Jusque dans les années 1970, le Portrieux comptera de très nombreux commerces alimentaires : épicerie, crèmerie, boulangerie, charcuterie, boucherie, poissonnerie ainsi que des commerces d’autre nature, quincaillerie, cordonnerie, atelier de couturière, vente d’articles en tous genres… les anciens s’en souviennent avec une pointe de nostalgie.
Une campagne de pêche
Le Portrieux armait principalement pour Terre-Neuve et à la fin du 19e siècle, pour Islande. Les campagnes de pêche rythmaient la vie du village.
Dès la fin janvier c’était l’enrôlement des marins, puis l’équipement. Les matelots touchaient une avance de l’armateur pour se procurer linge, couverts, tabac, paillasse, vêtements de travail huilés, bottes-sabots etc. En même temps, il fallait armer et avitailler les navires, gréement, instruments de navigation, sel pour les morues, vivres pour plusieurs mois, pharmacie de bord…
Mi-mars, c’était le départ pour cinq à six mois de pêche dont plusieurs semaines de traversée.
En septembre ou octobre, c’était enfin le retour des équipages. Quelques navires partaient directement vendre le produit de la pêche à Marseille, en Italie, Espagne ou en Afrique du Nord. Ils revenaient juste avant la campagne suivante, chargés de vin, savon, huile, sel, et par exemple, d’un autel pour la chapelle !
En 1820, à l’apogée de la pêche à Terre-Neuve, 10 navires ont quitté le Portrieux pour Terre-Neuve avec 550 marins à bord. En 1872, 4 navires sont partis pour Terre-Neuve avec 93 hommes, et 11 pour Islande avec 240 hommes. Les armements pour Terre-Neuve ont cessé en 1886, et la dernière campagne vers Islande a eu lieu en 1920.
La Goélette Le Martial partant pour Islande
L’arrivée des « baigneurs » et le développement des hôtels et pensions de famille
Le déclin de la grande pêche coïncide avec le début de la vogue des bains de mer. En 1863 le chemin de fer arrive à Saint Brieuc. Les voyageurs désireux de se rendre au bord de la mer peuvent prendre une diligence qui les mène au Portrieux en cinq heures. Un peu plus tard, en 1905, le petit train des Côtes du Nord arrive en gares de Portrieux, devenu « Portrieux les bains » et de Saint-Quay en 1h30 seulement. Saint-Quay-Portrieux change alors de visage et se tourne vers le tourisme. Hôtels et pensions de famille bordent le port, les villas se multiplient. De village de pêcheur, Saint Quay Portrieux devient un pôle touristique balnéaire et commercial.
----------------------------------------
## Problèmes à résoudre
1 - Relevez dans l'extrait sur le Portrieux tous les commerces alimentaires cités pour la période qui va jusqu'aux années 1970.
2 - Recopiez fidèlement le passage de l'extrait sur le Portrieux allant de « En septembre ou » à « la chapelle ! ».
Les données qui suivent n'ont aucun lien avec l'extrait.
----------------------------------------
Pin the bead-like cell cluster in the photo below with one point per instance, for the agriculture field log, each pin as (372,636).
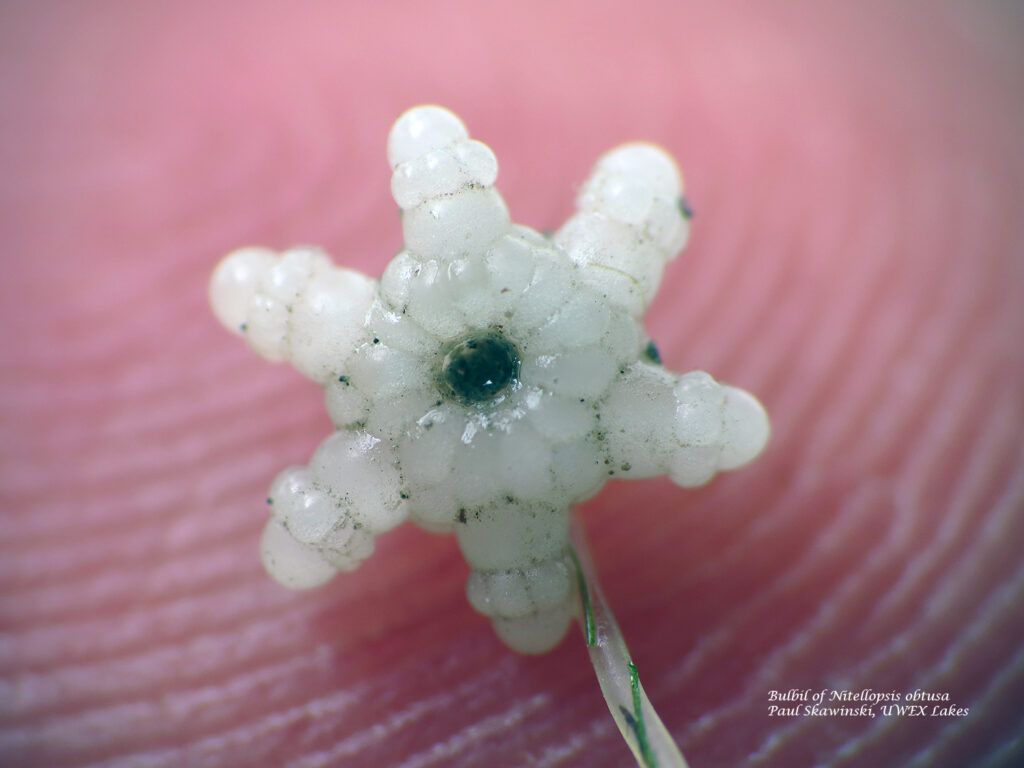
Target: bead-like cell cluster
(492,378)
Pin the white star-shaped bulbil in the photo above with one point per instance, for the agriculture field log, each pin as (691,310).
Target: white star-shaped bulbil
(491,379)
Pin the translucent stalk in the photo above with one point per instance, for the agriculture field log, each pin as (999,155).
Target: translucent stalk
(632,711)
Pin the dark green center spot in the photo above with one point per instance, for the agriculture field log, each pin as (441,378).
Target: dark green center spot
(478,367)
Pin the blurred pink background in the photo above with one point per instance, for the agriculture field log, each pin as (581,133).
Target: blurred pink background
(857,261)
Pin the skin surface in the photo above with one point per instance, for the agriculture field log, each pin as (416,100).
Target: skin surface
(856,262)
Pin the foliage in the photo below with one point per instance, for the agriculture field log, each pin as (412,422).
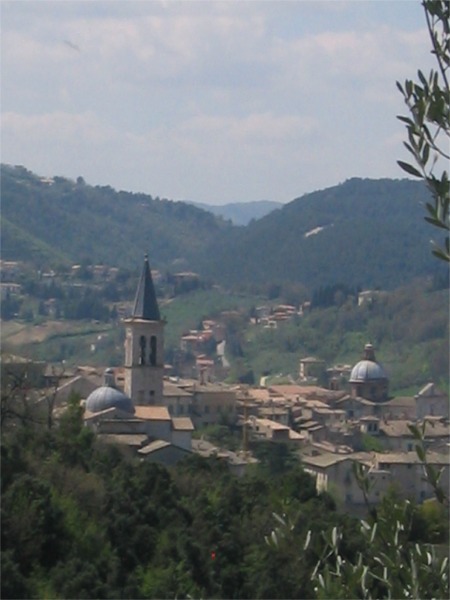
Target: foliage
(81,520)
(428,125)
(276,251)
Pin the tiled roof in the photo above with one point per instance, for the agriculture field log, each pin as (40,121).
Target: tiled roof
(152,413)
(145,303)
(182,424)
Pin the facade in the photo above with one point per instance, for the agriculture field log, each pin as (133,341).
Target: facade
(368,379)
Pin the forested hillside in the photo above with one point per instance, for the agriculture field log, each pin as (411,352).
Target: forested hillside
(364,233)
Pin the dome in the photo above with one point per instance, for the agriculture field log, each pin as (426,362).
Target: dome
(106,397)
(367,370)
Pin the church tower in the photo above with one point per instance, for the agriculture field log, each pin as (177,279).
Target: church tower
(144,345)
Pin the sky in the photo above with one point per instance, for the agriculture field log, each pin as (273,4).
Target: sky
(208,101)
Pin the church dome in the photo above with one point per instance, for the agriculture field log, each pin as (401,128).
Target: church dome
(366,370)
(106,397)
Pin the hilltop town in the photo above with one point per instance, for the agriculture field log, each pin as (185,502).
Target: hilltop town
(330,417)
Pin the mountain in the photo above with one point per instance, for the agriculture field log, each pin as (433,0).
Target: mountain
(241,213)
(59,220)
(367,233)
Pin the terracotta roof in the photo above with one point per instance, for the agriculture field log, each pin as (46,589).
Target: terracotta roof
(152,413)
(145,303)
(182,424)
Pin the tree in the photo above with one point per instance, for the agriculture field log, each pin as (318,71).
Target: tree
(428,125)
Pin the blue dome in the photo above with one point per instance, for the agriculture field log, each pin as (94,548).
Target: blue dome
(106,397)
(367,370)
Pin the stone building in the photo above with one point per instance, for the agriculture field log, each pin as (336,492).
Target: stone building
(368,379)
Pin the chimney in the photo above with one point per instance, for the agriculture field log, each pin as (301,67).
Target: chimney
(369,353)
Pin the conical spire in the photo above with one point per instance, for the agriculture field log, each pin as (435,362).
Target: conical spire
(145,303)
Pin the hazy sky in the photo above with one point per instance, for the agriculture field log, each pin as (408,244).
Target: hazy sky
(206,100)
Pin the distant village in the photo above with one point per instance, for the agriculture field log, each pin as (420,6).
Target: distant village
(331,416)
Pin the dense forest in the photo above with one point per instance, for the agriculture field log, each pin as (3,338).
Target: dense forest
(83,520)
(363,232)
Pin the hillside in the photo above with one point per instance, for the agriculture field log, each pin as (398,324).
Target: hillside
(61,219)
(241,213)
(363,232)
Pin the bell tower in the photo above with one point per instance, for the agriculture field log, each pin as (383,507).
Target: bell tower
(144,345)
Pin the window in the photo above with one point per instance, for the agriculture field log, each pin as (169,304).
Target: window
(153,350)
(142,345)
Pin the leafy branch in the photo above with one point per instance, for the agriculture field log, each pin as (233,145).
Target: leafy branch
(428,126)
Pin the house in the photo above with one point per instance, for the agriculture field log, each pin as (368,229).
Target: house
(402,471)
(237,462)
(212,403)
(266,429)
(162,452)
(311,368)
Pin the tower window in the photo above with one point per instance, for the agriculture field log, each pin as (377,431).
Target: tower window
(142,346)
(153,350)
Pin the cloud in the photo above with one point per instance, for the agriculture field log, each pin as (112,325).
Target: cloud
(262,99)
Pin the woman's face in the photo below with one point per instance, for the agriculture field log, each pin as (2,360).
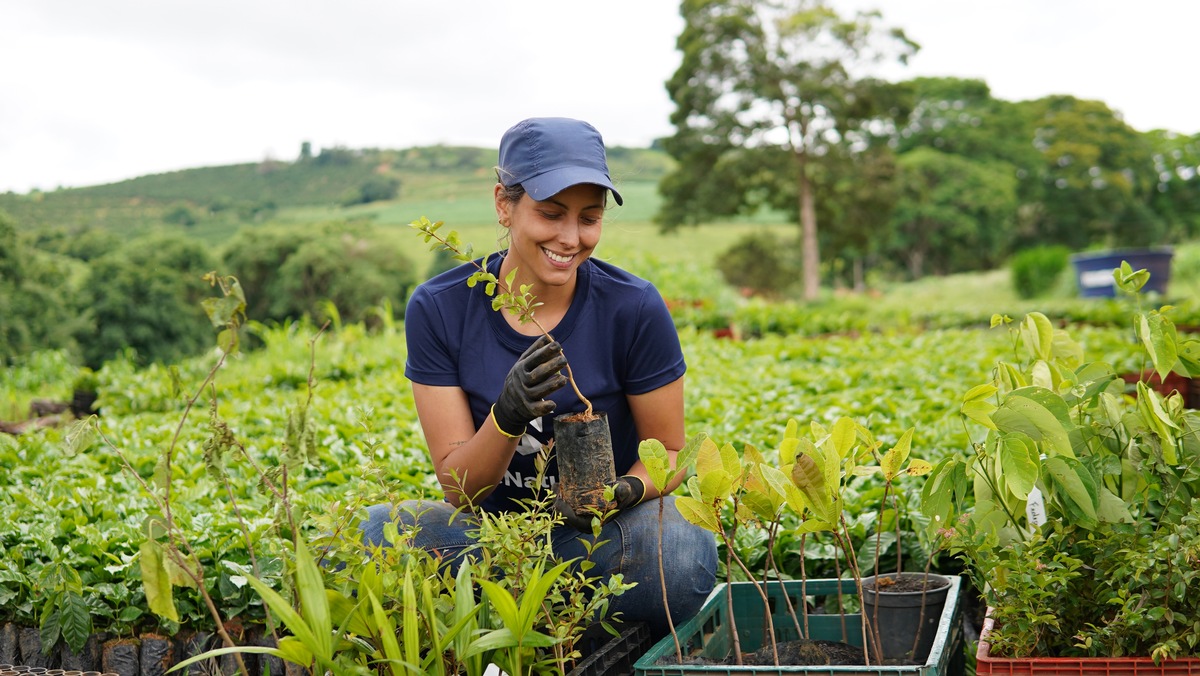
----------------------------------------
## Réponses par exercice
1 - Épicerie, crèmerie, boulangerie, charcuterie, boucherie, poissonnerie.

2 -
En septembre ou octobre, c’était enfin le retour des équipages. Quelques navires partaient directement vendre le produit de la pêche à Marseille, en Italie, Espagne ou en Afrique du Nord. Ils revenaient juste avant la campagne suivante, chargés de vin, savon, huile, sel, et par exemple, d’un autel pour la chapelle !